Available data:
============================================================

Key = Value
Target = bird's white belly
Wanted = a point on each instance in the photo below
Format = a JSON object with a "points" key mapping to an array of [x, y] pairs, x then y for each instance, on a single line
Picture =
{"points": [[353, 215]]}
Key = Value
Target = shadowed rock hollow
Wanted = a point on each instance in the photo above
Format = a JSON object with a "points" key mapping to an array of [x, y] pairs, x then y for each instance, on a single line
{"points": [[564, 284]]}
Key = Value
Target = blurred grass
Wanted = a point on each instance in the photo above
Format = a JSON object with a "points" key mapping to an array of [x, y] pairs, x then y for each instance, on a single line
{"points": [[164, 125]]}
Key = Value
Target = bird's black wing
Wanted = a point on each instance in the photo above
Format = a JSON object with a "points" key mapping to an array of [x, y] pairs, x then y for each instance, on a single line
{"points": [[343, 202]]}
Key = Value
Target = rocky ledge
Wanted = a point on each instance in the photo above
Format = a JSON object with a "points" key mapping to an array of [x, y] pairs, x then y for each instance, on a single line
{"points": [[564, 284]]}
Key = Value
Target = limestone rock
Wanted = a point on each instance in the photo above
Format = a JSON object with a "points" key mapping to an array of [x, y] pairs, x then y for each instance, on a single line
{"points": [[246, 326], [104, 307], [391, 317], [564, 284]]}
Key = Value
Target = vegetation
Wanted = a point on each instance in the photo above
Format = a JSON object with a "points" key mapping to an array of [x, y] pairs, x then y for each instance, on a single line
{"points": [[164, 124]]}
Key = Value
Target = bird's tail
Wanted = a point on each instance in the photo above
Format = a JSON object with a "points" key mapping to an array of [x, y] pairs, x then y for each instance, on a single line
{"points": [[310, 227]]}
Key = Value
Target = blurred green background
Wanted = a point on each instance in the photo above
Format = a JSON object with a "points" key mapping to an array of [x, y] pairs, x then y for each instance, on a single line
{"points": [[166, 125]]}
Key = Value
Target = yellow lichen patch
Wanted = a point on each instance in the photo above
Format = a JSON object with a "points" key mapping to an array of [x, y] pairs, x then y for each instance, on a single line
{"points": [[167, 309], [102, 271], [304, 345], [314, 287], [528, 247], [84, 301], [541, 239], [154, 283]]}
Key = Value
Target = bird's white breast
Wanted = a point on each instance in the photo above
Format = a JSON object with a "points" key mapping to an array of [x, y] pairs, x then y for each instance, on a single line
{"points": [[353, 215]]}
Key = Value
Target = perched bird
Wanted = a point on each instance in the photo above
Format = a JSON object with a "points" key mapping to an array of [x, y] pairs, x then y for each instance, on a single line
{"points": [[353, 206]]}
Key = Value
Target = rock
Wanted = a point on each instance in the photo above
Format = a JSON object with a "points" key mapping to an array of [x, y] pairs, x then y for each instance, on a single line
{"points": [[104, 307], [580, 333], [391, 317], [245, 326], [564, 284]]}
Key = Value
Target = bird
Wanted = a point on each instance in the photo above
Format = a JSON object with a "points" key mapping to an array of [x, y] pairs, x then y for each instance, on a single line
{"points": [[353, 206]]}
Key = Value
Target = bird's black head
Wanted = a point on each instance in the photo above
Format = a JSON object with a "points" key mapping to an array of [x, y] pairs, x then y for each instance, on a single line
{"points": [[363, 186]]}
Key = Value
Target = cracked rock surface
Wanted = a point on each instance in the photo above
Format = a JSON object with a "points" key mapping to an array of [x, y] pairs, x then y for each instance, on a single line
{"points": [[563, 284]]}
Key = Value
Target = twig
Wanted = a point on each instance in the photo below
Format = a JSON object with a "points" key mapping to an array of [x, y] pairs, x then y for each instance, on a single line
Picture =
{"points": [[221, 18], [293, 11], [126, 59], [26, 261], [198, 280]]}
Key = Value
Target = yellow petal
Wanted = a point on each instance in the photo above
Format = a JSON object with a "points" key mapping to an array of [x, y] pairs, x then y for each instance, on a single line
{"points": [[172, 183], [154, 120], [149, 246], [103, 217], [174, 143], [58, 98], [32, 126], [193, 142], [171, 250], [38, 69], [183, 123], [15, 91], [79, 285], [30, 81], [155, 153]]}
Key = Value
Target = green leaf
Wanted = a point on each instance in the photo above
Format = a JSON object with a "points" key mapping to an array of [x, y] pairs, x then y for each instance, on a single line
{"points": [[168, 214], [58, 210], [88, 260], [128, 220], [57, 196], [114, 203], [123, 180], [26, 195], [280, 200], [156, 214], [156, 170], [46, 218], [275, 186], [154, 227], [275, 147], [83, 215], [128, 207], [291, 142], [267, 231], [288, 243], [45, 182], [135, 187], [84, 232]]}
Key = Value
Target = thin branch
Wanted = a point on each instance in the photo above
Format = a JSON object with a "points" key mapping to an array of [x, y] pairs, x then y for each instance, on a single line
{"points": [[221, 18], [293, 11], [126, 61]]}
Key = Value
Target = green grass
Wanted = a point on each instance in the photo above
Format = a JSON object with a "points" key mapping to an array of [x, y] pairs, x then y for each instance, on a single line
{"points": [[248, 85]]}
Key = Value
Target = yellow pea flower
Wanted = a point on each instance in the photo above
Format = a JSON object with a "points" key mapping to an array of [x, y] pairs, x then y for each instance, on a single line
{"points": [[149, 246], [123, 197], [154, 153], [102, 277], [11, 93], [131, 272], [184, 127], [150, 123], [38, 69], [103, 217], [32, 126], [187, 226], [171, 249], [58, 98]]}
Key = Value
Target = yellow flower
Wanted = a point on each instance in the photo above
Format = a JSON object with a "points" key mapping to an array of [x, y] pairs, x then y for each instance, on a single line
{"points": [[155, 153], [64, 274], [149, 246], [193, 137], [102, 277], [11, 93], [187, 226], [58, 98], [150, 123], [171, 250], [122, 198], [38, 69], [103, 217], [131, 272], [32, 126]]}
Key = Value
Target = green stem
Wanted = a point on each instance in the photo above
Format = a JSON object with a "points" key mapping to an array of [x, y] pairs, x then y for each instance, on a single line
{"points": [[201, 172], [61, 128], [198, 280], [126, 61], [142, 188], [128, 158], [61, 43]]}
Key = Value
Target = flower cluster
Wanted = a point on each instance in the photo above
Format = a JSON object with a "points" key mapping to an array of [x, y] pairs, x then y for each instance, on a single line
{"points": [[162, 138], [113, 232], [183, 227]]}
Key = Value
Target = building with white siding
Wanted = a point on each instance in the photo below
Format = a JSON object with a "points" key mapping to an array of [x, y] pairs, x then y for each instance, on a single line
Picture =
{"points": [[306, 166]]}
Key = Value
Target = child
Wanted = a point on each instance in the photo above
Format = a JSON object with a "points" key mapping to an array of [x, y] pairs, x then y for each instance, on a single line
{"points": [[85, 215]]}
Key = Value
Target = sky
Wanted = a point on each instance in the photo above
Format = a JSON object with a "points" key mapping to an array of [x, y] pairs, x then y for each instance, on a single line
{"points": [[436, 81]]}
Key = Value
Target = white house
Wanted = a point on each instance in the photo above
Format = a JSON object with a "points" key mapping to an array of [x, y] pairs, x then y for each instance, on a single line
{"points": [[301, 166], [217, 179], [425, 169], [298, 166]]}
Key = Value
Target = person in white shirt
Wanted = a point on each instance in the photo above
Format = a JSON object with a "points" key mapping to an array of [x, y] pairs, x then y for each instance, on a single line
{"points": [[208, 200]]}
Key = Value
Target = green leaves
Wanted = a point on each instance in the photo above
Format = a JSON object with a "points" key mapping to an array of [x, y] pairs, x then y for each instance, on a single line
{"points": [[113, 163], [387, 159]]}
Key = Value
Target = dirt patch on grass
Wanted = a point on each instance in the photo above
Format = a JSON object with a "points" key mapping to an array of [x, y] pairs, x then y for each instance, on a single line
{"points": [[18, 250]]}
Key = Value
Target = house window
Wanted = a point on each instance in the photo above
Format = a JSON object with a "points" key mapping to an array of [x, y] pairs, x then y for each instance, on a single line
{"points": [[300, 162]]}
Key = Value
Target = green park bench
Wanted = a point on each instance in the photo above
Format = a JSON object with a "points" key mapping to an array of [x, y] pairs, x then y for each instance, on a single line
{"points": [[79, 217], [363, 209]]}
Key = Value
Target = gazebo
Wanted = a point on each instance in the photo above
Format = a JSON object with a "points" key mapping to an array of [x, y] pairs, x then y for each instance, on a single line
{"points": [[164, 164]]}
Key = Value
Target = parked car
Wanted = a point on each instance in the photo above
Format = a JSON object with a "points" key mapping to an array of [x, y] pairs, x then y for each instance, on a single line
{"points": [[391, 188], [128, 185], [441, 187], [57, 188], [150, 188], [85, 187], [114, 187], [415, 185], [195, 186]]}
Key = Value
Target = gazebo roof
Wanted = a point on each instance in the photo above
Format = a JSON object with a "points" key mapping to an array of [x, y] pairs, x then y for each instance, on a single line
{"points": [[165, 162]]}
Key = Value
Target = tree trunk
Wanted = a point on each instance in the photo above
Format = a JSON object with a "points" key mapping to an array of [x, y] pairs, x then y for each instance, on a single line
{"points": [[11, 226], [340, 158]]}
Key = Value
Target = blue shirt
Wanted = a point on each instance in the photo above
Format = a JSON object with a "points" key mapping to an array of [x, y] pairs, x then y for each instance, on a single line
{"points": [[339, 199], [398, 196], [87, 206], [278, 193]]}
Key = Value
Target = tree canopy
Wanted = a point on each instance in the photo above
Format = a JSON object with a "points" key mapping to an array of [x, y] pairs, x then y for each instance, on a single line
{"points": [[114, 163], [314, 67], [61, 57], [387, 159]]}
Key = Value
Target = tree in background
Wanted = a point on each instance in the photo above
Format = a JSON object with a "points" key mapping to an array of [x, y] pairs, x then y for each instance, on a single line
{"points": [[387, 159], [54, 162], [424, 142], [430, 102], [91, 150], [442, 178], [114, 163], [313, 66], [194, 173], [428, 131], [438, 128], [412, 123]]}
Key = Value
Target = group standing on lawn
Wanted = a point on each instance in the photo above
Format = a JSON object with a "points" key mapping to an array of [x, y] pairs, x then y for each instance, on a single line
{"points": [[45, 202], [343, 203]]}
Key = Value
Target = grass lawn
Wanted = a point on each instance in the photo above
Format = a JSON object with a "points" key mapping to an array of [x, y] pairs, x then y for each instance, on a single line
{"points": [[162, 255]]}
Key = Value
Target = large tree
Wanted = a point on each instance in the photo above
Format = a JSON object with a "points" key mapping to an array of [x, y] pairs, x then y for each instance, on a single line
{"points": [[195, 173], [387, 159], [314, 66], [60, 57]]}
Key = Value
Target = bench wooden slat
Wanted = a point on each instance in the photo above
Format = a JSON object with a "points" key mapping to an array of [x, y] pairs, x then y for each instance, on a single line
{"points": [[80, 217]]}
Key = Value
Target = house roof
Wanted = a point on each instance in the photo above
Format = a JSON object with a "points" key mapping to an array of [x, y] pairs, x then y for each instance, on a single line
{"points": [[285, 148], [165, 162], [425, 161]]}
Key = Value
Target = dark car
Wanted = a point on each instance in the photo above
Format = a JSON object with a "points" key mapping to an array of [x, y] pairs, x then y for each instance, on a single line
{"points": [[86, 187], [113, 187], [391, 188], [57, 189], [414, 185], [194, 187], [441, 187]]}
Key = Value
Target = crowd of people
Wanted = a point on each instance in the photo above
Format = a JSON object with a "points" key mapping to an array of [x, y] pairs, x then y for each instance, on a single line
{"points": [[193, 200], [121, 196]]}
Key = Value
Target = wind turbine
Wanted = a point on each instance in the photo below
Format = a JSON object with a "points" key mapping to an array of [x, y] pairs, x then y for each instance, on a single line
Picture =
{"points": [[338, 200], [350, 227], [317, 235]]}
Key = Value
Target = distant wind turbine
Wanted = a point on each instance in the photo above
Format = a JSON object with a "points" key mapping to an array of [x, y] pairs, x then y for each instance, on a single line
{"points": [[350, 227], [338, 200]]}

============================================================

Gather every line in the records that contains the word "patch".

The output:
Target = yellow lichen patch
Target = dirt patch on grass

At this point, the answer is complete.